Write out every line below that includes the word "necklace".

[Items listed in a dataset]
====================

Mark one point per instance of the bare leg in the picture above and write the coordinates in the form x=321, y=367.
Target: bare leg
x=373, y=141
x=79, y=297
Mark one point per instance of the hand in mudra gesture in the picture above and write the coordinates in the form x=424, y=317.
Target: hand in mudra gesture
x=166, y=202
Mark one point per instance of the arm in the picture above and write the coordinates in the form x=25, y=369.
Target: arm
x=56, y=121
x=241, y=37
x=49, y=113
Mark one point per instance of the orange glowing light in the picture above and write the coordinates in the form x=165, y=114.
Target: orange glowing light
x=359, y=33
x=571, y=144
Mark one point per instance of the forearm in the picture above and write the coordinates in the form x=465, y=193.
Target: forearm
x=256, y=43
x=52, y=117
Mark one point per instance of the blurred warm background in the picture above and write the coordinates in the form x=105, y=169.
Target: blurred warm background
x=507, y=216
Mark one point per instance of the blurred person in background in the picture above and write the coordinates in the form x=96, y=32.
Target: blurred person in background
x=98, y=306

====================

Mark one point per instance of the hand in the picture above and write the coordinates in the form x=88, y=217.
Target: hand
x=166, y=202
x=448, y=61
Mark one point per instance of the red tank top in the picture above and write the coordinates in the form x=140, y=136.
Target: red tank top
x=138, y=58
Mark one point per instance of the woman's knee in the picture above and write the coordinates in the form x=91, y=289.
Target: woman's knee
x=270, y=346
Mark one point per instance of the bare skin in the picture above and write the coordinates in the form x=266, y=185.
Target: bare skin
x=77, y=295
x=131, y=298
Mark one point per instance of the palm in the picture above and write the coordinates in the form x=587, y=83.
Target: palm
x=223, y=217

====================

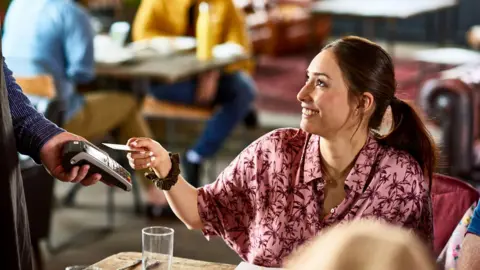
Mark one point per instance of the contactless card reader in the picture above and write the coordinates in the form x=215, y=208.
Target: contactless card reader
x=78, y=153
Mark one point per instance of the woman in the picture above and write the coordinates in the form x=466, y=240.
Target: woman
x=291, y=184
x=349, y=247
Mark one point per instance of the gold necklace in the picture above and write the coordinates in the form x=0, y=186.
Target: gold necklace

====================

- [Task output]
Mark one point per instance of the gold necklace in the picture above and write the coordinates in the form x=0, y=186.
Target: gold necklace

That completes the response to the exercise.